**Excerpt to read:**

Paul Noonan - Pulling a Paul Pierce

Apologies for copying Rcon but the Browns-Ravens game was one of the greatest football games ever played, and most importantly, reintroduced “pulling a Paul Pierce” into the popular lexicon. Aside from that, Baker Mayfield threw the worst Hail Mary of all time and almost killed a guy when he ran into the goal posts, we had a bathroom emergency that involved the Browns, and Hollywood Brown, and a backdoor cover, and honestly, it’s just a beautiful thing. Combined with the worst bad beat of all time and a scoragami on a walk-off safety, what more can anyone ask for.

Shawn Wagner: Daniel Jones trips in the open field

From a pure comedy standpoint, the Giants quarterback tripping after an 80-yard run with no one around him ranks high on the list for the 2020 season. At the time, the stumble was a microcosm of New York’s 1-5 start to the year, especially against another struggling NFC East rival in 1-4-1 Philadelphia. While Jones did the hard part in making the correct read on the option play, rarely do you see a player trip over his own feet in the open field and the Giants went on to lose the ballgame.

Jon Meerdink: Robby Anderson’s mascot incredulity

Mascots are inherently weird, but everyone just kind of accepts them.

Everyone but Robby Anderson, that is.

Encountering the Panthers’ mascot for the first time, his pure, incredulous skepticism about Sir Purr is worth a few seconds of your time.

**Required tasks:**
- A) Answer these three questions from the football excerpt, giving each answer on its own line and marking it (i), (ii) or (iii) to match:
(i) Whom does the first writer apologize for copying?
(ii) What was the Giants' record when Daniel Jones tripped?
(iii) What is the Panthers' mascot called?
- B) In the football excerpt, each section opens with a writer's name. List every one of those names.

**Labeled shape records:**

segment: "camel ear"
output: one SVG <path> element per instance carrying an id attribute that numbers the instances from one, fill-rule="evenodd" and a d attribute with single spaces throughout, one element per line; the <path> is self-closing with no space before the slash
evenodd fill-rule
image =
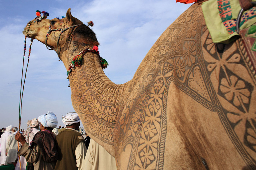
<path id="1" fill-rule="evenodd" d="M 75 18 L 72 16 L 72 15 L 71 14 L 70 9 L 70 8 L 69 8 L 69 9 L 68 9 L 68 11 L 67 11 L 66 16 L 69 23 L 70 24 L 72 24 L 75 22 Z"/>

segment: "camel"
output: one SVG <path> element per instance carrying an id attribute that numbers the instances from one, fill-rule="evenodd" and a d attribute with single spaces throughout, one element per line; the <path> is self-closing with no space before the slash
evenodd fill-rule
<path id="1" fill-rule="evenodd" d="M 62 19 L 36 18 L 25 28 L 71 69 L 74 108 L 118 169 L 256 169 L 254 52 L 241 36 L 213 42 L 202 4 L 167 28 L 122 84 L 105 75 L 92 49 L 99 45 L 95 34 L 70 8 Z M 49 26 L 68 28 L 61 34 Z M 72 67 L 78 54 L 81 65 Z"/>

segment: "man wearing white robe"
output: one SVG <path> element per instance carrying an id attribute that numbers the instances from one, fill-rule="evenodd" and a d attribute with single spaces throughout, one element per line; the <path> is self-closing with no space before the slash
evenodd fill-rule
<path id="1" fill-rule="evenodd" d="M 0 138 L 0 152 L 1 156 L 0 156 L 0 165 L 5 165 L 6 160 L 6 156 L 5 155 L 6 150 L 6 143 L 8 137 L 11 135 L 11 130 L 13 127 L 11 125 L 6 127 L 4 133 L 1 135 Z"/>
<path id="2" fill-rule="evenodd" d="M 18 132 L 18 128 L 14 127 L 12 130 L 12 133 L 8 136 L 6 143 L 6 160 L 5 165 L 10 164 L 15 162 L 18 157 L 17 141 L 15 140 L 15 134 Z"/>
<path id="3" fill-rule="evenodd" d="M 39 129 L 39 126 L 40 123 L 37 119 L 33 119 L 31 120 L 28 120 L 27 122 L 27 124 L 28 127 L 29 127 L 23 133 L 23 135 L 25 137 L 26 141 L 28 144 L 29 146 L 30 146 L 30 144 L 32 142 L 32 140 L 34 138 L 35 135 L 40 130 L 38 130 Z M 20 143 L 19 143 L 20 148 L 21 147 L 21 144 Z M 21 170 L 26 170 L 26 167 L 27 167 L 27 161 L 24 156 L 20 156 L 21 159 Z M 19 162 L 17 162 L 16 166 L 15 167 L 15 170 L 21 170 Z"/>

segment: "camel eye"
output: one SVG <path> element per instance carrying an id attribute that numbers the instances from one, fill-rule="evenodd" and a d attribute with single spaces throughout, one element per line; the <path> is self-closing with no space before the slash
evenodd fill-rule
<path id="1" fill-rule="evenodd" d="M 54 20 L 51 21 L 51 22 L 50 22 L 51 25 L 54 25 L 54 24 L 55 24 L 55 22 L 56 22 L 56 21 L 54 21 Z"/>

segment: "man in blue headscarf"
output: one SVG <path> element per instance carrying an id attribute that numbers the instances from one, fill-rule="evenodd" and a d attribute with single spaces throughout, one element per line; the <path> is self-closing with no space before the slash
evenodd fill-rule
<path id="1" fill-rule="evenodd" d="M 30 147 L 23 135 L 19 132 L 16 133 L 15 139 L 22 144 L 17 154 L 25 157 L 29 162 L 28 169 L 53 170 L 58 153 L 56 135 L 52 131 L 58 124 L 57 117 L 49 111 L 39 117 L 38 121 L 41 131 L 35 135 Z"/>

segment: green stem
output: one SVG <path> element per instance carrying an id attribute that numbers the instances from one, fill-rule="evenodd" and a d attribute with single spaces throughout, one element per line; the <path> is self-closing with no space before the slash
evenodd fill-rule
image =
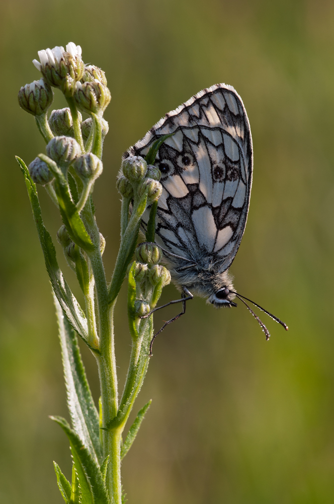
<path id="1" fill-rule="evenodd" d="M 53 138 L 53 134 L 50 129 L 46 112 L 41 115 L 35 115 L 35 120 L 38 131 L 44 139 L 46 144 L 48 144 Z"/>
<path id="2" fill-rule="evenodd" d="M 121 210 L 121 237 L 125 232 L 129 222 L 129 207 L 131 201 L 131 198 L 122 198 L 122 208 Z"/>
<path id="3" fill-rule="evenodd" d="M 112 303 L 118 295 L 125 276 L 129 261 L 134 252 L 140 219 L 146 208 L 146 200 L 147 196 L 145 195 L 137 204 L 135 203 L 132 214 L 121 241 L 121 246 L 109 286 L 110 303 Z"/>
<path id="4" fill-rule="evenodd" d="M 74 131 L 74 138 L 81 148 L 81 152 L 83 154 L 86 154 L 86 151 L 85 149 L 85 145 L 84 145 L 82 134 L 81 132 L 81 122 L 74 99 L 72 97 L 68 96 L 66 97 L 66 101 L 71 111 L 72 120 L 73 121 L 73 129 Z"/>
<path id="5" fill-rule="evenodd" d="M 94 140 L 92 152 L 101 159 L 102 157 L 102 125 L 101 117 L 96 114 L 92 114 L 94 121 Z"/>

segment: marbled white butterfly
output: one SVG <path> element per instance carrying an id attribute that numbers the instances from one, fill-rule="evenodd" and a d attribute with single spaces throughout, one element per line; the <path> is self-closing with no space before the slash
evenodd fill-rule
<path id="1" fill-rule="evenodd" d="M 153 142 L 170 134 L 174 134 L 161 145 L 155 162 L 163 187 L 158 201 L 155 242 L 182 292 L 182 299 L 168 304 L 183 302 L 183 310 L 159 332 L 184 313 L 186 301 L 194 295 L 206 298 L 216 307 L 236 306 L 232 300 L 236 296 L 268 339 L 268 330 L 241 299 L 244 296 L 235 291 L 228 273 L 246 225 L 252 187 L 252 136 L 242 101 L 226 84 L 204 89 L 166 114 L 124 157 L 144 157 Z M 147 209 L 142 221 L 144 231 L 149 216 Z"/>

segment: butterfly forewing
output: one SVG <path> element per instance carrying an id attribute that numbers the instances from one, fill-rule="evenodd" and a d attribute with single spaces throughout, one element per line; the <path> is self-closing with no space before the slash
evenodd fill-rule
<path id="1" fill-rule="evenodd" d="M 200 91 L 166 114 L 126 155 L 144 157 L 153 142 L 170 133 L 155 163 L 163 187 L 156 241 L 195 262 L 210 257 L 224 271 L 243 234 L 252 186 L 252 137 L 241 99 L 225 84 Z M 144 230 L 149 213 L 143 216 Z"/>

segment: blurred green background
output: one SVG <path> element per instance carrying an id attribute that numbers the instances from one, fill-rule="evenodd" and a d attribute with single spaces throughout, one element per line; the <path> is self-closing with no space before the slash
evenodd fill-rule
<path id="1" fill-rule="evenodd" d="M 0 502 L 60 504 L 68 418 L 55 318 L 14 155 L 44 151 L 22 85 L 37 51 L 69 41 L 107 74 L 112 100 L 96 184 L 109 275 L 119 236 L 122 152 L 167 111 L 217 82 L 242 98 L 254 145 L 246 231 L 231 271 L 281 317 L 263 333 L 245 308 L 203 300 L 155 343 L 138 410 L 153 402 L 123 465 L 129 504 L 310 504 L 334 499 L 334 4 L 328 0 L 7 0 L 0 5 Z M 56 93 L 54 106 L 64 106 Z M 54 237 L 60 221 L 39 190 Z M 58 255 L 61 264 L 60 251 Z M 74 279 L 64 266 L 77 295 Z M 162 300 L 175 298 L 172 285 Z M 130 351 L 120 296 L 121 384 Z M 156 317 L 163 319 L 176 307 Z M 83 349 L 94 396 L 94 359 Z"/>

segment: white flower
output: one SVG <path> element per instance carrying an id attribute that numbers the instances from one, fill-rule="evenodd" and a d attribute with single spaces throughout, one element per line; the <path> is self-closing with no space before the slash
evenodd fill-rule
<path id="1" fill-rule="evenodd" d="M 38 51 L 40 61 L 33 63 L 50 86 L 60 88 L 65 96 L 73 95 L 75 83 L 82 77 L 85 65 L 81 58 L 81 47 L 70 42 L 66 46 Z"/>
<path id="2" fill-rule="evenodd" d="M 58 65 L 62 59 L 64 59 L 65 52 L 70 54 L 72 57 L 81 58 L 81 49 L 79 45 L 75 45 L 73 42 L 69 42 L 66 46 L 66 51 L 62 45 L 56 45 L 53 49 L 43 49 L 38 51 L 38 56 L 40 61 L 37 59 L 33 59 L 33 63 L 40 72 L 44 69 L 48 64 L 50 66 L 54 67 L 57 62 Z"/>

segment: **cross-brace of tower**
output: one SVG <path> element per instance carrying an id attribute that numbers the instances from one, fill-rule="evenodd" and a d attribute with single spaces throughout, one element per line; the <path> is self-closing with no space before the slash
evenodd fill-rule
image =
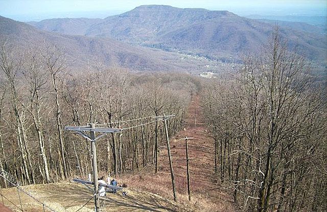
<path id="1" fill-rule="evenodd" d="M 88 139 L 91 143 L 91 155 L 92 157 L 92 167 L 93 169 L 93 182 L 94 183 L 94 200 L 96 212 L 100 208 L 99 200 L 99 184 L 98 182 L 98 167 L 97 165 L 97 150 L 96 148 L 96 141 L 103 137 L 107 133 L 120 132 L 122 129 L 108 128 L 104 127 L 95 127 L 94 124 L 90 124 L 86 126 L 68 126 L 65 127 L 66 130 L 72 130 L 82 135 L 84 138 Z M 89 135 L 87 132 L 89 132 Z M 96 137 L 96 132 L 102 133 L 98 137 Z"/>

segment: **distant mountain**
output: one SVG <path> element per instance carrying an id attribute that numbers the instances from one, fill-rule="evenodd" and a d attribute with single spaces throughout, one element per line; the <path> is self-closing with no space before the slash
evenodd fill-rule
<path id="1" fill-rule="evenodd" d="M 86 31 L 92 25 L 103 21 L 101 18 L 54 18 L 40 21 L 27 22 L 42 30 L 55 32 L 67 35 L 84 35 Z"/>
<path id="2" fill-rule="evenodd" d="M 72 36 L 40 31 L 22 22 L 0 16 L 0 41 L 7 40 L 24 50 L 29 46 L 56 45 L 70 60 L 71 67 L 85 68 L 96 61 L 106 67 L 122 67 L 135 70 L 181 70 L 199 69 L 207 65 L 185 60 L 177 53 L 132 46 L 108 37 Z"/>
<path id="3" fill-rule="evenodd" d="M 260 51 L 266 43 L 274 25 L 228 11 L 180 9 L 164 5 L 139 6 L 102 21 L 97 20 L 99 22 L 93 22 L 94 19 L 83 21 L 87 21 L 85 27 L 79 28 L 77 34 L 111 37 L 134 45 L 197 54 L 226 62 L 235 61 L 249 52 Z M 54 27 L 57 25 L 51 21 L 56 20 L 44 21 L 42 27 L 33 24 L 41 29 L 57 30 L 58 27 Z M 74 26 L 69 27 L 69 23 L 78 20 L 57 21 L 60 26 L 63 21 L 65 28 L 69 29 L 60 28 L 60 32 L 72 34 L 71 29 Z M 303 29 L 297 30 L 281 26 L 281 32 L 289 40 L 290 47 L 296 46 L 310 59 L 325 61 L 325 36 L 314 31 L 305 32 Z"/>
<path id="4" fill-rule="evenodd" d="M 305 32 L 310 32 L 318 34 L 325 35 L 326 32 L 322 28 L 312 25 L 303 22 L 287 21 L 279 20 L 271 20 L 268 19 L 256 19 L 256 20 L 270 24 L 277 24 L 278 26 L 288 28 L 292 30 Z"/>
<path id="5" fill-rule="evenodd" d="M 266 19 L 290 22 L 302 22 L 321 28 L 325 31 L 327 29 L 327 17 L 308 16 L 299 15 L 250 15 L 244 17 L 252 19 Z"/>

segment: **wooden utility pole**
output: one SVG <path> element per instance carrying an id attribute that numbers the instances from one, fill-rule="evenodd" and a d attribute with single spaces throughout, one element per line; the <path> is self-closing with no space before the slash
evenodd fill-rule
<path id="1" fill-rule="evenodd" d="M 186 147 L 186 168 L 188 176 L 188 192 L 189 193 L 189 201 L 191 201 L 191 186 L 190 186 L 190 169 L 189 168 L 189 150 L 188 147 L 188 140 L 193 139 L 193 137 L 185 137 L 185 138 L 180 138 L 180 140 L 185 140 L 185 146 Z"/>
<path id="2" fill-rule="evenodd" d="M 90 124 L 91 129 L 95 128 L 94 124 Z M 90 131 L 91 138 L 91 155 L 92 156 L 92 167 L 93 169 L 93 182 L 94 182 L 94 202 L 96 206 L 96 211 L 100 208 L 100 204 L 99 201 L 99 185 L 98 184 L 98 165 L 97 164 L 97 148 L 96 148 L 96 132 Z"/>
<path id="3" fill-rule="evenodd" d="M 105 135 L 107 133 L 120 132 L 122 131 L 122 129 L 103 127 L 96 128 L 94 124 L 90 124 L 89 126 L 86 127 L 68 126 L 65 127 L 65 130 L 73 130 L 90 142 L 92 167 L 93 169 L 93 183 L 94 184 L 94 203 L 96 212 L 98 212 L 99 211 L 99 209 L 100 205 L 99 200 L 99 184 L 98 182 L 98 166 L 97 165 L 96 141 Z M 90 132 L 89 136 L 86 134 L 86 132 Z M 102 133 L 102 134 L 98 136 L 98 137 L 96 137 L 96 132 Z"/>
<path id="4" fill-rule="evenodd" d="M 170 167 L 170 175 L 172 177 L 172 184 L 173 185 L 173 192 L 174 193 L 174 201 L 177 201 L 177 197 L 176 195 L 176 189 L 175 188 L 175 179 L 174 178 L 174 170 L 173 169 L 173 161 L 172 160 L 172 155 L 170 153 L 170 145 L 169 144 L 169 137 L 168 137 L 168 128 L 167 127 L 167 121 L 170 117 L 175 116 L 175 115 L 170 115 L 162 116 L 155 116 L 155 118 L 158 118 L 161 120 L 164 121 L 165 122 L 165 131 L 166 131 L 166 138 L 167 143 L 167 149 L 168 150 L 168 157 L 169 158 L 169 166 Z"/>

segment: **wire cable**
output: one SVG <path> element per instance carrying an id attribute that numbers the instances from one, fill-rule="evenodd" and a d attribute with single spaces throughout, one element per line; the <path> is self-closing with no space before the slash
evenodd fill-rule
<path id="1" fill-rule="evenodd" d="M 22 208 L 20 208 L 19 206 L 18 206 L 18 205 L 17 205 L 16 204 L 15 204 L 15 203 L 14 203 L 13 202 L 12 202 L 12 201 L 11 201 L 10 200 L 9 200 L 7 197 L 6 197 L 6 196 L 4 196 L 3 195 L 1 195 L 1 196 L 4 197 L 5 199 L 6 199 L 7 201 L 8 201 L 9 202 L 10 202 L 11 204 L 12 204 L 13 205 L 14 205 L 14 206 L 15 206 L 16 207 L 18 207 L 19 210 L 21 210 L 21 211 L 24 211 L 24 210 L 22 209 Z"/>
<path id="2" fill-rule="evenodd" d="M 79 209 L 78 210 L 76 210 L 75 212 L 77 212 L 79 210 L 80 210 L 81 209 L 82 209 L 83 207 L 84 207 L 84 206 L 85 205 L 86 205 L 87 204 L 87 203 L 88 203 L 89 202 L 89 201 L 91 201 L 91 200 L 94 198 L 94 196 L 92 196 L 92 197 L 91 197 L 91 199 L 89 199 L 88 201 L 87 202 L 86 202 L 86 203 L 85 204 L 84 204 L 84 205 L 83 205 L 81 208 L 80 208 L 80 209 Z"/>
<path id="3" fill-rule="evenodd" d="M 122 122 L 132 122 L 133 121 L 137 121 L 137 120 L 141 120 L 142 119 L 148 119 L 151 117 L 153 117 L 153 116 L 151 115 L 150 116 L 148 116 L 148 117 L 143 117 L 142 118 L 138 118 L 138 119 L 131 119 L 129 120 L 125 120 L 125 121 L 120 121 L 119 122 L 110 122 L 109 123 L 105 123 L 105 124 L 97 124 L 96 125 L 96 126 L 100 126 L 100 125 L 110 125 L 111 124 L 118 124 L 118 123 L 120 123 Z"/>
<path id="4" fill-rule="evenodd" d="M 157 120 L 154 120 L 154 121 L 152 121 L 152 122 L 148 122 L 147 123 L 142 124 L 141 125 L 136 125 L 136 126 L 133 126 L 132 127 L 127 127 L 126 128 L 123 128 L 123 129 L 122 129 L 122 131 L 125 130 L 128 130 L 129 129 L 134 128 L 135 127 L 141 127 L 141 126 L 143 126 L 143 125 L 147 125 L 147 124 L 149 124 L 153 123 L 153 122 L 155 122 Z"/>
<path id="5" fill-rule="evenodd" d="M 49 207 L 49 206 L 44 204 L 44 203 L 43 203 L 43 202 L 41 202 L 40 201 L 38 200 L 37 199 L 35 199 L 35 198 L 34 198 L 34 197 L 33 197 L 33 196 L 31 195 L 30 194 L 29 194 L 28 193 L 26 192 L 26 191 L 25 191 L 22 188 L 21 188 L 20 187 L 19 187 L 19 186 L 16 185 L 15 183 L 13 183 L 12 182 L 11 182 L 10 180 L 8 180 L 8 179 L 7 179 L 4 175 L 3 175 L 2 173 L 0 173 L 0 176 L 2 177 L 4 179 L 5 179 L 6 181 L 7 181 L 9 183 L 12 184 L 13 186 L 14 186 L 15 187 L 17 187 L 17 189 L 19 189 L 19 190 L 20 190 L 20 191 L 21 191 L 22 192 L 23 192 L 24 193 L 25 193 L 27 195 L 30 196 L 31 198 L 32 198 L 32 199 L 33 199 L 34 200 L 35 200 L 36 202 L 38 202 L 40 204 L 42 204 L 42 205 L 43 205 L 45 207 L 48 208 L 48 209 L 49 209 L 50 210 L 53 211 L 53 212 L 56 212 L 56 211 L 55 210 L 54 210 L 53 209 L 52 209 L 52 208 L 51 208 L 50 207 Z"/>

**Results of the tasks:**
- A)
(i) Rcon
(ii) 1-5
(iii) Sir Purr

- B)
Paul Noonan
Shawn Wagner
Jon Meerdink